• [GIVEN INSTRUCTION]
In all of the records below, substitute "a single point for each instance" for every occurrence of "one point per instance" and reproduce the lines otherwise unchanged. Omit the pictures from your answer.

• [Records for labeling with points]

>>>

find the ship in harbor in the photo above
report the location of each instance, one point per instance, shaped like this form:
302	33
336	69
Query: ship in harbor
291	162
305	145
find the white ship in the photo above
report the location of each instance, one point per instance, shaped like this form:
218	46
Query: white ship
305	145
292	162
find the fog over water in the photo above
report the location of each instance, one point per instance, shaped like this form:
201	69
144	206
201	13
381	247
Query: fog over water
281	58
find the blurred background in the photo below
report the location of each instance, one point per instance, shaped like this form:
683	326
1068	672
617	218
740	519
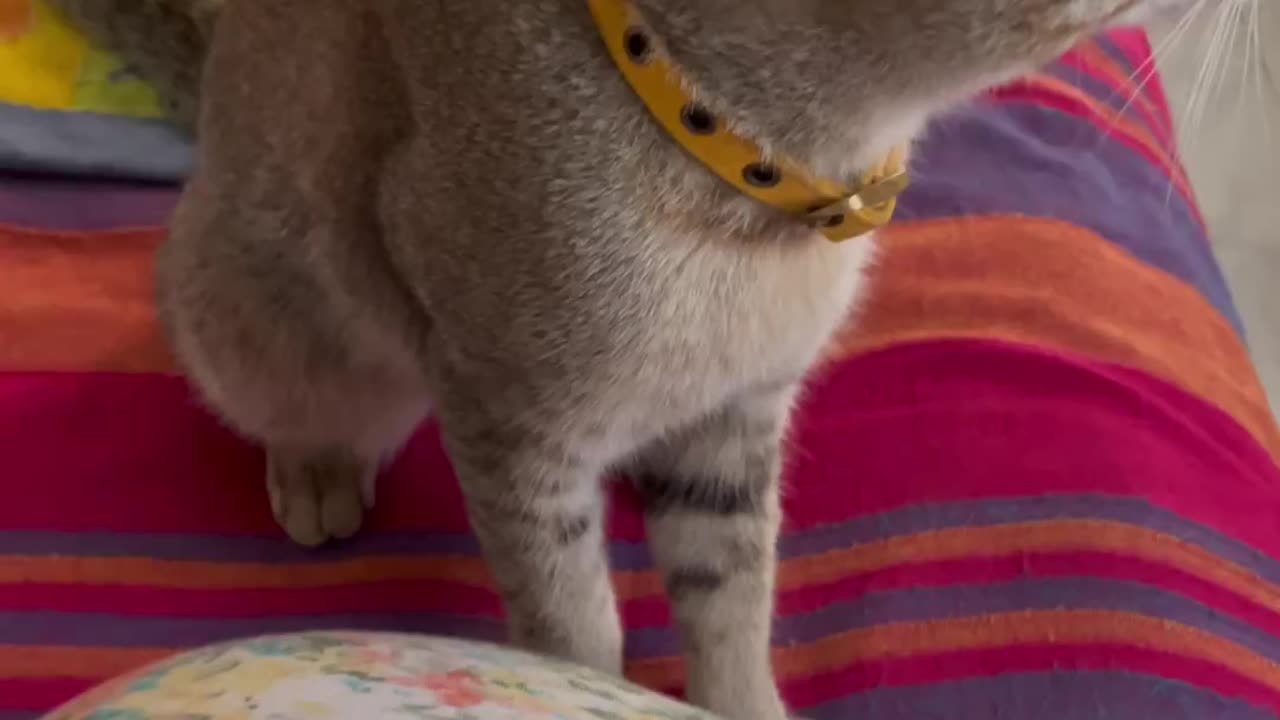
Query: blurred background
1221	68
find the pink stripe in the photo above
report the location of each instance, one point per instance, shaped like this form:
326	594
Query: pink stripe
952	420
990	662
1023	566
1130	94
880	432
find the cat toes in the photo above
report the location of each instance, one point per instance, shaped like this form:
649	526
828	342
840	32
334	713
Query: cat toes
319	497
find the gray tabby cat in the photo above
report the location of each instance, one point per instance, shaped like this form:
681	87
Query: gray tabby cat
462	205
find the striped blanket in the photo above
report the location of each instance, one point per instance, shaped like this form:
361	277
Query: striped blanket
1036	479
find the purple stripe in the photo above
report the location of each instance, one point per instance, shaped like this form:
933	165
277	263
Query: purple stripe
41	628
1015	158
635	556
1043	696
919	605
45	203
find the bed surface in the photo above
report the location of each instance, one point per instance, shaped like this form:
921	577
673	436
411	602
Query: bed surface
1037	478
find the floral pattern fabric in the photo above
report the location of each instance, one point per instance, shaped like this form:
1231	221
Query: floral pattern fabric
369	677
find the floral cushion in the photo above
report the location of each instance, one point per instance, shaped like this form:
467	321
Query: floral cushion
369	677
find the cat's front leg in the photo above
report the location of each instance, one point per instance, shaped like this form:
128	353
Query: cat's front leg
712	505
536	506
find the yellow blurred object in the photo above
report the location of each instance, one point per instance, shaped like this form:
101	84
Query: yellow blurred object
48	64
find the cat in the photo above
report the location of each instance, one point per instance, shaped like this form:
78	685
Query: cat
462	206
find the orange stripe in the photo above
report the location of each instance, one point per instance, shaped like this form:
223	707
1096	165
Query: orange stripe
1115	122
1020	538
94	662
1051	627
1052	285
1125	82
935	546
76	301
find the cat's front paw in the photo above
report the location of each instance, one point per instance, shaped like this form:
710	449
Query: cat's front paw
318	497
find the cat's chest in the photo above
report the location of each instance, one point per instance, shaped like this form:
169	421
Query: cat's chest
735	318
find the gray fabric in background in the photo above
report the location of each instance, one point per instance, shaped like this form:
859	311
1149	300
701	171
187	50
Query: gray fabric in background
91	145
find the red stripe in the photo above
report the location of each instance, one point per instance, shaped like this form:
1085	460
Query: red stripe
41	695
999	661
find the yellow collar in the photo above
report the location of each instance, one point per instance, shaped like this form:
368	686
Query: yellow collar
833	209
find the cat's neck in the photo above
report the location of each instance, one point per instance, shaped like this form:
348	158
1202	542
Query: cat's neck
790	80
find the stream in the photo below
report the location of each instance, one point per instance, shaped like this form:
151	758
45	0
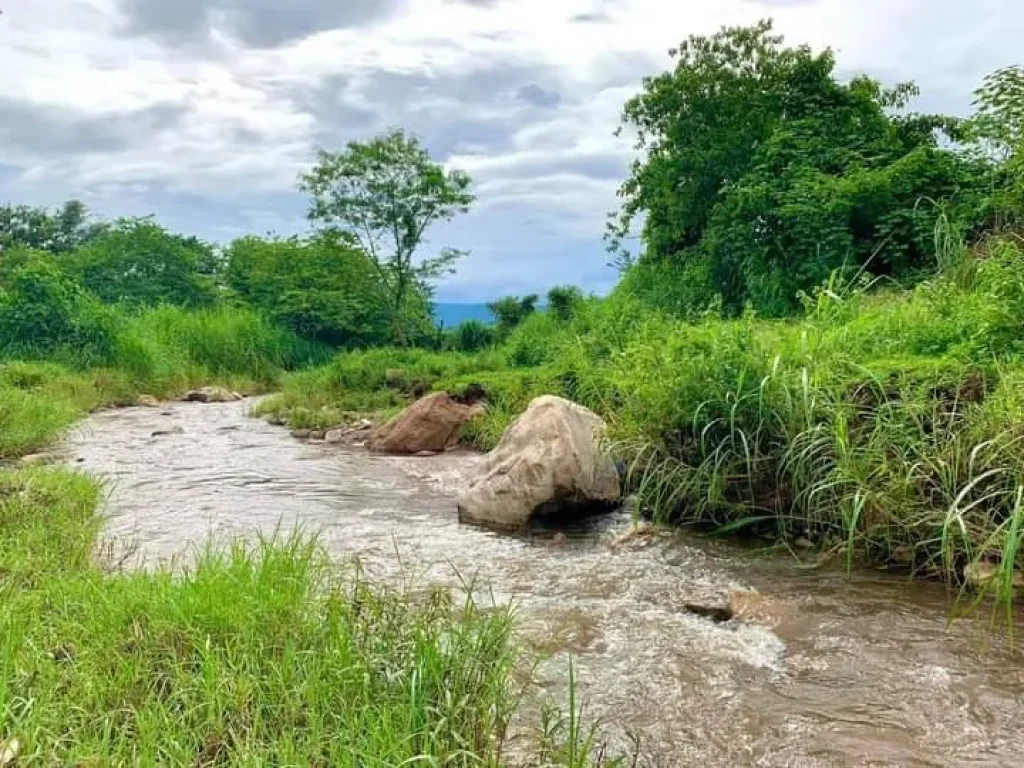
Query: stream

<<<

• [THE OUTPUT]
find the ship in harbor in the photo above
report the location of each instance, a single point for each instance, shaped like this form:
302	33
336	69
Query: ship in harbor
291	162
305	145
find the white ship in the photo above
report the location of each instance, a single point for each instance, shaped like this form:
218	46
Query: white ship
305	145
292	162
find the fog over water in the photo above
report the location of each instance, a single point for each instance, shaped like this form:
201	69
144	206
201	13
381	247
Query: fog over water
281	58
find the blurred background in the photo below
report the location of each instance, a single point for each instance, shaped like this form:
683	326
1068	672
617	218
740	519
Query: blurred background
1221	68
find the pink stripe in the photo above
report the location of each instance, a single point for each instance, shaped like this form:
326	594
Query: pink stripe
952	420
990	662
1023	566
1130	94
880	432
find the cat toes in the photo above
report the location of each instance, a single point for each instance, shaped like this form:
649	526
828	342
840	32
334	713
Query: cat toes
319	497
find the gray tabby cat in the photo above
report the location of each instance, a single point for each instance, shaped like this form:
681	87
Query: gray tabby cat
462	205
find the striped blanket in the photo above
report the location of each instance, a single point for each instance, shaped like this form:
361	277
Query: striped blanket
1036	479
find the purple stripe in the photo above
report the location of each instance, a single point for each instance, shaped like this form:
933	165
277	263
Query: purple stripe
41	628
1015	158
635	556
1043	696
919	605
45	203
find the bed surface in the photo above
report the location of each instance, a single point for each instance, shaped like this form:
921	577
673	436
411	602
Query: bed surface
1037	478
find the floral pattern fabric in the photo above
report the location of each instance, a single point for each instance, shaped like this form:
1231	221
Query: floral pattern fabric
369	677
find the floral cushion in the photo above
report the location of each instance, a single point for each instance, shaped like this form:
467	321
Query: floral cushion
369	677
find the cat's front leg in the photo above
report the location of each instance, a single point for each instance, shaped like this form:
128	353
Query: cat's front leg
712	505
536	506
find the yellow blurred object in the photo above
report the location of each instance, a single point for each instance, shaped like this form:
101	84
Query: yellow blurred object
48	64
find the cat in the photo above
report the location of each instance, a single point for each instance, shaped like this form:
78	685
Query: cat
462	206
find the orange stripe in the photo above
report the location of each instance, a single point for each instance, shaped like this form:
223	707
1096	165
Query: orange stripe
1115	122
1020	538
94	662
1051	627
1052	285
1125	82
935	546
76	301
find the cat's front paw in the photo above
report the location of each instance, a single point for each instance, shaped like this form:
710	449
Query: cat's front paw
318	497
find the cat's chest in the photo above
report the location of each instance, a single point for each instance, shaped like this form:
169	421
Query: cat's chest
735	318
find the gray fabric in background in the photo above
report the location of each instance, a single point for each instance, shaped like this form:
859	311
1149	300
701	171
187	50
Query: gray fabric in background
91	145
find the red stripe in the photo above
report the location of each instance, a single point for each instance, shaped like this form:
1085	460
Query: red stripe
41	695
999	661
find the yellow collar in the photo above
report the location of each instance, a single point for each instance, shaped like this form:
368	686
Query: yellow collar
833	209
find the cat's neck in the photo above
report the location of each instance, a single point for each instance, shaped like this form:
348	158
1202	542
Query: cat's neck
790	80
find the stream in the photo below
report the location of each instance, a single point for each instance, shaped like this form:
151	758
45	0
Query: stream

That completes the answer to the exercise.